REQUIRED TASKS:
**1)** Translate this sentence from the email about configuring GNUnet peers into Spanish: "If you wish to start multiple peers on one machine, you probably need to adjust the configuration more."
**2)** Pick up the email about configuring GNUnet peers and carry it on from its final line.

TEXT TO READ:
□ □ □ □ □
I really would love to see a configuration file example please!

- for example for the socket, do you recommend:
UNIXPATH = /tmp/gnunet-service-transport.sock

but then for which peer(s)

- I doubt for the second point

- Could you tell me how please?

- I am confused

- I have already set http://localhost:8080/ . Should I do same for the
second peers peer2.conf please?


Le sam. 14 déc. 2024 à 21:01, gogo gogo <[email protected]> a écrit :

> Hi maxime,
>
> I think there is already an official doc I was referring to
> https://docs.gnunet.org/latest/developers/tutorial.html#how-to-connect-manually
> and this is where I am stuck.
>
> Could you provide a configuration file example please?
>
> Le sam. 14 déc. 2024 à 18:12, Maxime Devos <[email protected]> a
> écrit :
>
>> If you wish to start multiple peers on one machine, you probably need to
>> adjust the configuration more.
□ □ □ □ □
Data extracted from a collection
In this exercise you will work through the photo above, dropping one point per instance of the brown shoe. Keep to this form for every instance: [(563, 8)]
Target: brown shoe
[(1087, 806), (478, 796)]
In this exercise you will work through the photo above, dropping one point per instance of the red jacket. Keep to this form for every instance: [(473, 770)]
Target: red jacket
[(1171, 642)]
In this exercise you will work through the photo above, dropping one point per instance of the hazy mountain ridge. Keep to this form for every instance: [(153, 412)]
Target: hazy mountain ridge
□ □ □ □ □
FINAL RESULTS:
**1)** Si desea iniciar varios pares en una sola máquina, probablemente necesite ajustar más la configuración.

**2)**
>>
>>
>>
>>    - If things are still the same as when I last worked with this (and
>>    IIRC), some things are _*outside*_ GNUNET_HOME. There are some
>>    sockets … somewhere (I think under /tmp? Not sure where.). So, GNUnet 
>> might
>>    be getting confused from this.
>>    - Maybe wait a few seconds after doing ‘gnunet-arm […] -s’, instead
>>    of the &&. Maybe the TCP or UDP transports haven’t choosen a port yet? I’m
>>    not sure this is how it works though – not familiar with this, this is
>>    speculation.
>>    - I’m not sure if UDP ports are choosen automatically. If they
>>    aren’t, then there might be some kind of port conflic. In case of UDP
>>    (unidirectional), then the peers would be unable to verify each others
>>    existence.
>>    - Even if they are choosen automatically, this automation probably
>>    had NAT-punching in mind, not this.
>>    - For an isolated network, I think you also need to tell GNUnet to
>>    bind to ‘localhost’ instead of everything.
>>
>>
>>
>> It would be nice to have official documentation on setting up this kind
>> isolated one-machine, multiple peers network. It seems quite convenient for
>> safely testing things out. (Though for full isolation, a ‘unix’ transport
>> would be needed.)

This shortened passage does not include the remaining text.